** Start Given records **

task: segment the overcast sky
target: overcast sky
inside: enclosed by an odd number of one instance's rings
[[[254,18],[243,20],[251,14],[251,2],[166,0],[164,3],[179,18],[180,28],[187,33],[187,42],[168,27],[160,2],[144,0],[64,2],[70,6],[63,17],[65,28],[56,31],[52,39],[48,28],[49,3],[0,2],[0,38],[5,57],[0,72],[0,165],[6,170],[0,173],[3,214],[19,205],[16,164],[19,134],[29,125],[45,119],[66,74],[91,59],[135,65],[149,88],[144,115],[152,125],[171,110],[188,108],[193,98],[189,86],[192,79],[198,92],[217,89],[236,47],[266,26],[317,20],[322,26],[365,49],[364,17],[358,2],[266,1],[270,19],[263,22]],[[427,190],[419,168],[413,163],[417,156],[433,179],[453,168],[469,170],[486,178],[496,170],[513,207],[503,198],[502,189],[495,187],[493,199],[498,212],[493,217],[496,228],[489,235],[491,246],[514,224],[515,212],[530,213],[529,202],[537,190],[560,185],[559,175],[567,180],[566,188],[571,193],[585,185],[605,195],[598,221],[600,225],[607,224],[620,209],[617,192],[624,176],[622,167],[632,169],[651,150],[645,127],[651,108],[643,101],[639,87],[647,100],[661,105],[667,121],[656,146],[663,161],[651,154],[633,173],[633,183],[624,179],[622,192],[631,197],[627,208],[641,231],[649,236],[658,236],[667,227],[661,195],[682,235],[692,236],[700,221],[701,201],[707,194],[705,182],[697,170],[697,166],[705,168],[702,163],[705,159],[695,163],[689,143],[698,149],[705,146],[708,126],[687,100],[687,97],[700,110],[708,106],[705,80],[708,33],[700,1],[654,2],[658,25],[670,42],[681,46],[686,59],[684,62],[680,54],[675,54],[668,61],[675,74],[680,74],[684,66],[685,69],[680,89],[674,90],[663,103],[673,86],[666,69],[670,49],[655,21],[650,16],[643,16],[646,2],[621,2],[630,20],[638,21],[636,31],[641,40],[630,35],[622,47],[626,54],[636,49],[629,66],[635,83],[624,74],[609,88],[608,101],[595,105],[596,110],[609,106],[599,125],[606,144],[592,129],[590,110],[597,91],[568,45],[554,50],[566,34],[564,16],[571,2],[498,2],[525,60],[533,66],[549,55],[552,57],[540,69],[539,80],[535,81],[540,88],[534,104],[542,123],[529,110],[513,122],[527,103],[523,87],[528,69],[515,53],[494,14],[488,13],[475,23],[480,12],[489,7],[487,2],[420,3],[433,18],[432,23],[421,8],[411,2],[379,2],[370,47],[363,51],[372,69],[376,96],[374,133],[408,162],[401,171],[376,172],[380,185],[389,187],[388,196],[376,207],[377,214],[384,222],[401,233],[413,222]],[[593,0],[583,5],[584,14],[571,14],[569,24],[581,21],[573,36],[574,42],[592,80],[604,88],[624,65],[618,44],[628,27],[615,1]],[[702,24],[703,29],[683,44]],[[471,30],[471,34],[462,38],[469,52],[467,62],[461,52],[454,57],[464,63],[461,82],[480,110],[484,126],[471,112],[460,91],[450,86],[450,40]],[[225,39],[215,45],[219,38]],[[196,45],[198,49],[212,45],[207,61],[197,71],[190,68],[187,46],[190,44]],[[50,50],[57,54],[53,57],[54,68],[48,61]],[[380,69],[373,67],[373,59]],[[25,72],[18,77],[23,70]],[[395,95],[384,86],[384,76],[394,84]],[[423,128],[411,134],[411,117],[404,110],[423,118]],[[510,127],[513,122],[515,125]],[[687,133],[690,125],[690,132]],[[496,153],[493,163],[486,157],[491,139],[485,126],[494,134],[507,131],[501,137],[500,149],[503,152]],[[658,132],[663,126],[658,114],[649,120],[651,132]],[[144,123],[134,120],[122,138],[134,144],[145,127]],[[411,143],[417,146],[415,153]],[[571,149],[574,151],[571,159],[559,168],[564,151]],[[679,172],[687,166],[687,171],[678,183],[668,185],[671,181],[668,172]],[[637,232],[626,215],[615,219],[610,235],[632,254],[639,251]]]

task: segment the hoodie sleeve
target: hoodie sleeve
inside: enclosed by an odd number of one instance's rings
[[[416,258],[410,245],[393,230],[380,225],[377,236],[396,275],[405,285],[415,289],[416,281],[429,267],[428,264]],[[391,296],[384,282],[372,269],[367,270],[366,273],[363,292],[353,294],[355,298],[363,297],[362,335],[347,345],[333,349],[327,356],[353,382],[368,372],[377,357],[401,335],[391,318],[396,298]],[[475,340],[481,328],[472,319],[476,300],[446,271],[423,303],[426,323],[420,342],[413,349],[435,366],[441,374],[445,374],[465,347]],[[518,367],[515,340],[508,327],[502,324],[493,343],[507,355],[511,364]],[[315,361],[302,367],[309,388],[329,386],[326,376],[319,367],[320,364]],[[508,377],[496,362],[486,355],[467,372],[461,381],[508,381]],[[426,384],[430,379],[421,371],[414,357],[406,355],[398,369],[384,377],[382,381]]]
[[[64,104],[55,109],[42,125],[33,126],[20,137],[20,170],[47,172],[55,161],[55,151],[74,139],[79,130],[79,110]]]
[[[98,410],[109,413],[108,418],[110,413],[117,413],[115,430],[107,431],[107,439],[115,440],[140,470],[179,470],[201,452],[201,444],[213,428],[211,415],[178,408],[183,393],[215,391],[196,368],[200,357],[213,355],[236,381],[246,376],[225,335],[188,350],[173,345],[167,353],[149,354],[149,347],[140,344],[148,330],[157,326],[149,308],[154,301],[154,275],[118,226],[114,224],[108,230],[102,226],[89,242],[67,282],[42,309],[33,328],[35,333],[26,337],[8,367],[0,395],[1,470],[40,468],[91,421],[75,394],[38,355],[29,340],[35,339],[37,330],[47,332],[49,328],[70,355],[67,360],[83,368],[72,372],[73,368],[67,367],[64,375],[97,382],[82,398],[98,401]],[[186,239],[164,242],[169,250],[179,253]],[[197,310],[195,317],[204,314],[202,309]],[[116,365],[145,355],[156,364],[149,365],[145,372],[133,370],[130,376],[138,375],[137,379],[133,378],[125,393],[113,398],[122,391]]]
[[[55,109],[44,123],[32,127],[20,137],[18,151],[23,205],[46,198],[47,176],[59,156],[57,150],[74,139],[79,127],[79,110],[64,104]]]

** End Given records **

* **Task directions**: Repeat the records above exactly as they appear.

* **The solution**:
task: segment the overcast sky
target: overcast sky
inside: enclosed by an odd number of one instance's rings
[[[254,18],[243,20],[251,14],[251,2],[166,0],[164,3],[179,18],[180,28],[187,33],[187,42],[168,27],[160,2],[144,0],[64,2],[70,6],[63,17],[65,28],[56,31],[52,39],[48,28],[49,3],[0,2],[0,38],[5,57],[0,72],[0,165],[6,170],[0,173],[3,214],[19,205],[16,164],[19,134],[29,125],[45,119],[66,74],[91,59],[135,65],[149,88],[144,115],[152,125],[171,110],[188,108],[193,98],[189,86],[192,79],[198,92],[217,89],[236,47],[266,26],[317,20],[322,26],[365,49],[364,17],[358,2],[266,1],[270,19],[263,22]],[[427,190],[419,168],[413,163],[417,156],[433,179],[453,168],[469,170],[486,178],[496,170],[513,207],[503,198],[502,189],[495,187],[493,199],[498,212],[493,217],[496,228],[489,235],[491,246],[514,224],[515,212],[530,213],[529,202],[537,190],[560,185],[559,175],[567,180],[566,188],[571,193],[585,185],[605,195],[598,221],[600,225],[607,224],[620,209],[617,192],[624,176],[622,167],[632,169],[651,150],[645,127],[651,108],[643,101],[639,87],[647,100],[661,105],[667,121],[656,146],[663,161],[651,154],[633,173],[633,183],[624,179],[622,192],[631,197],[627,208],[641,231],[649,236],[658,236],[667,227],[661,195],[682,235],[692,236],[700,221],[701,201],[707,194],[705,182],[697,170],[697,166],[705,168],[702,163],[705,159],[695,163],[689,143],[698,149],[705,146],[708,126],[687,100],[687,97],[700,110],[708,106],[705,80],[708,33],[700,1],[654,2],[658,25],[670,42],[681,46],[686,59],[684,62],[680,54],[675,54],[668,61],[675,74],[680,74],[684,66],[685,69],[680,89],[674,90],[663,103],[673,86],[666,69],[670,49],[655,21],[650,16],[643,16],[646,2],[621,2],[630,20],[638,21],[636,31],[641,40],[630,35],[622,47],[626,54],[636,49],[629,66],[635,83],[624,74],[609,88],[608,101],[595,105],[596,110],[609,106],[599,125],[606,144],[592,129],[590,110],[597,91],[568,45],[554,50],[566,34],[564,16],[571,2],[498,2],[525,60],[533,66],[549,55],[552,57],[540,69],[539,80],[535,81],[540,88],[534,104],[542,123],[529,110],[513,122],[527,103],[523,87],[528,69],[515,53],[494,14],[488,13],[475,23],[480,12],[489,7],[487,2],[420,3],[433,18],[432,23],[421,8],[411,2],[379,2],[370,47],[363,51],[372,69],[376,96],[374,133],[408,162],[401,171],[376,172],[380,185],[389,187],[388,196],[376,207],[377,214],[384,222],[401,233],[413,222]],[[593,0],[583,5],[584,14],[571,14],[569,24],[581,21],[573,36],[574,42],[592,80],[604,88],[624,65],[618,44],[628,27],[615,1]],[[702,24],[703,29],[683,44]],[[471,30],[471,34],[462,38],[469,52],[467,62],[461,52],[454,57],[464,63],[461,82],[480,110],[484,126],[471,112],[460,91],[450,86],[450,40]],[[225,39],[215,45],[219,38]],[[196,45],[198,49],[212,45],[207,61],[197,71],[190,68],[187,46],[190,44]],[[50,50],[57,54],[53,57],[54,68],[48,61]],[[380,69],[373,67],[373,59]],[[25,72],[18,77],[23,70]],[[395,95],[384,86],[384,76],[394,84]],[[423,128],[411,134],[411,117],[404,110],[423,118]],[[510,127],[513,122],[515,125]],[[687,133],[690,125],[690,132]],[[496,153],[493,163],[486,157],[491,139],[485,126],[494,134],[507,131],[501,137],[500,149],[503,152]],[[658,132],[663,126],[658,114],[649,120],[651,132]],[[144,123],[134,120],[122,138],[134,144],[145,127]],[[411,143],[417,146],[415,153]],[[571,149],[574,151],[571,159],[559,168],[564,151]],[[679,172],[687,166],[687,171],[678,183],[668,185],[671,181],[668,172]],[[637,232],[626,215],[615,219],[610,235],[632,254],[639,251]]]

task: segment the hoodie sleeve
target: hoodie sleeve
inside: enclosed by an odd number of one instance's rings
[[[416,258],[410,245],[393,230],[380,225],[377,236],[396,275],[405,285],[415,289],[416,281],[429,267],[428,264]],[[391,296],[384,282],[372,269],[367,270],[366,273],[363,292],[353,294],[355,298],[363,297],[362,335],[347,345],[333,349],[327,356],[353,382],[368,372],[377,357],[401,335],[391,318],[396,298]],[[475,340],[481,328],[472,319],[476,300],[446,271],[423,303],[426,323],[420,342],[413,349],[435,366],[441,374],[445,374],[465,347]],[[518,367],[515,340],[508,327],[502,324],[493,343],[507,355],[511,364]],[[315,361],[302,367],[309,388],[329,386],[326,376],[319,367],[320,364]],[[508,377],[496,362],[486,355],[467,372],[461,381],[508,381]],[[426,384],[430,379],[421,371],[414,357],[406,355],[398,369],[384,377],[382,381]]]
[[[64,104],[55,109],[42,125],[33,126],[20,137],[20,170],[47,172],[55,161],[55,151],[74,139],[79,130],[79,110]]]
[[[98,410],[109,413],[108,418],[110,413],[117,413],[115,430],[107,431],[107,439],[115,440],[140,470],[179,470],[201,452],[201,444],[213,428],[211,415],[178,408],[183,393],[215,391],[196,368],[200,357],[213,355],[236,381],[246,376],[225,335],[188,350],[173,345],[167,353],[149,354],[149,347],[140,344],[148,330],[157,326],[149,308],[154,301],[154,275],[118,226],[114,224],[108,230],[102,226],[89,242],[67,282],[42,309],[33,328],[35,333],[26,337],[8,367],[0,395],[1,470],[40,468],[91,421],[75,394],[38,355],[29,340],[35,339],[37,330],[47,332],[49,328],[70,355],[67,360],[83,368],[72,372],[73,368],[67,367],[64,375],[97,382],[82,398],[98,401]],[[186,239],[164,242],[169,250],[179,253]],[[197,310],[195,317],[204,314],[202,309]],[[116,365],[145,355],[156,364],[149,365],[145,372],[133,370],[130,376],[138,375],[137,379],[133,378],[125,393],[113,398],[122,391]]]
[[[55,109],[44,123],[32,127],[20,137],[18,151],[23,205],[46,198],[47,176],[59,156],[57,150],[74,139],[79,127],[79,110],[64,104]]]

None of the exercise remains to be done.